* Document text:
————————

The Loop-Harrison Mansion, also known as the Joseph M. Loop House was built as a private house located at 228 South Ridge Street in Port Sanilac, Michigan. It now serves as part of the Sanilac County Historical Museum. The building was listed on the National Register of Historic Places in 1972.

==History==
Joseph Miller Loop was born in Elmira, New York, in 1814, and lived there until 1933. He moved to New Orleans, Wisconsin, and Illinois before arriving in Michigan in 1843. Loop married his first wife, Caroline Barteau, some time just before 1840. Caroline died about five years later, and Loop married Jane Gardner Loop in 1846. By 1850, Loop was practicing medicine in Novi. The Loops moved to Port Sanilac in 1854, where Joseph opened a medical office. Loop attended medical school at the University of Michigan, and graduated in 1855. The Loops lived in a cabin until 1862, when they constructed a clapboard house.

————————

* Record excerpts:

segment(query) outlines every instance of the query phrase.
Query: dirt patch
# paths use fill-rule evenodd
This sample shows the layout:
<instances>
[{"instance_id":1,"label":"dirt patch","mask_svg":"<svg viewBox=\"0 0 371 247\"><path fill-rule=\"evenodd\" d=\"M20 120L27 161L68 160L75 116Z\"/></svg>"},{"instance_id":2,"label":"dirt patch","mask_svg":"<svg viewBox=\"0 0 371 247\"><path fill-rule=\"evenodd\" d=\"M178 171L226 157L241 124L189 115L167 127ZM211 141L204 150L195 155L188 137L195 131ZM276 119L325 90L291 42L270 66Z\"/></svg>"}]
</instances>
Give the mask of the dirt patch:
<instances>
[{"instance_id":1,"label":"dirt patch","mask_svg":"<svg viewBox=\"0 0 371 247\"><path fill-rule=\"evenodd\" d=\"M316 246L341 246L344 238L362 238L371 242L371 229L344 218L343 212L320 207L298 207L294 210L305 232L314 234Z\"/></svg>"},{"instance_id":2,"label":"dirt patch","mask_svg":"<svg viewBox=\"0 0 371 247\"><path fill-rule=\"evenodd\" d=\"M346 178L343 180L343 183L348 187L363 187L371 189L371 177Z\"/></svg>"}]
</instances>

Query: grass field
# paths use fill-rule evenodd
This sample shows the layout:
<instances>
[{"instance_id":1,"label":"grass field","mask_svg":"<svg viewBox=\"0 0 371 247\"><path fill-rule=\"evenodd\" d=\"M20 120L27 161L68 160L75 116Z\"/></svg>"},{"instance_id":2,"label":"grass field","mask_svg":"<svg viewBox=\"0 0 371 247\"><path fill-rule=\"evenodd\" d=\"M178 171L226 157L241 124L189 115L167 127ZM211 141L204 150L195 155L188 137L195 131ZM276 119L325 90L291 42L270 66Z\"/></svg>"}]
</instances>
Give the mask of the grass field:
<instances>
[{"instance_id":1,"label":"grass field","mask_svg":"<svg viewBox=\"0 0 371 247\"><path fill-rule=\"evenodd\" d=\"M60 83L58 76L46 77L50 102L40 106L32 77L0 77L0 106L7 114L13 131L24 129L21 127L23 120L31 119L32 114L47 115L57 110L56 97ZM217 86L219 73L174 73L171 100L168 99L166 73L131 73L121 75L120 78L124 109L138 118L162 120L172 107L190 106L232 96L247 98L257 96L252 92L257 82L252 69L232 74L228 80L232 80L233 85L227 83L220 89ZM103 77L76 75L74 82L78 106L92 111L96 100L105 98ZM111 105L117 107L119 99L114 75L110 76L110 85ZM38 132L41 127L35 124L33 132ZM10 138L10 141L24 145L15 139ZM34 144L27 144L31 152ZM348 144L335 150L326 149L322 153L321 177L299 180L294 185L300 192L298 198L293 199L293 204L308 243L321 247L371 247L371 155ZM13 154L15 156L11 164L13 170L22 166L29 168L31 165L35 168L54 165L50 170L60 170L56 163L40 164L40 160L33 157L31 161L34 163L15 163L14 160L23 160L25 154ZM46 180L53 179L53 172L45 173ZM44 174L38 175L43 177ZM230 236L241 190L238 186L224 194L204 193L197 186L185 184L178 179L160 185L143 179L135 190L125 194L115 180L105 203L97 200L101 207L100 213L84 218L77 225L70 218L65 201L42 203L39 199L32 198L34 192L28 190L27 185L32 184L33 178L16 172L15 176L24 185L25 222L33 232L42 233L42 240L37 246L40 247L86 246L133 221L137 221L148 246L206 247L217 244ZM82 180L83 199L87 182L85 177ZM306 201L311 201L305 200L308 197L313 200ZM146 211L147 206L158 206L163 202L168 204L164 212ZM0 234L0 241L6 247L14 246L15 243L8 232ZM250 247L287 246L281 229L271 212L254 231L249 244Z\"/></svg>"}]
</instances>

————————

* Exercise set:
1/ According to the text on the Loop-Harrison Mansion, in what year did the Loops move to Port Sanilac?
2/ From the text on the Loop-Harrison Mansion, copy everything from "The Loop-Harrison Mansion, also" down to "Places in 1972." word for word.

* Outputs in order:
1/ 1854

2/
The Loop-Harrison Mansion, also known as the Joseph M. Loop House was built as a private house located at 228 South Ridge Street in Port Sanilac, Michigan. It now serves as part of the Sanilac County Historical Museum. The building was listed on the National Register of Historic Places in 1972.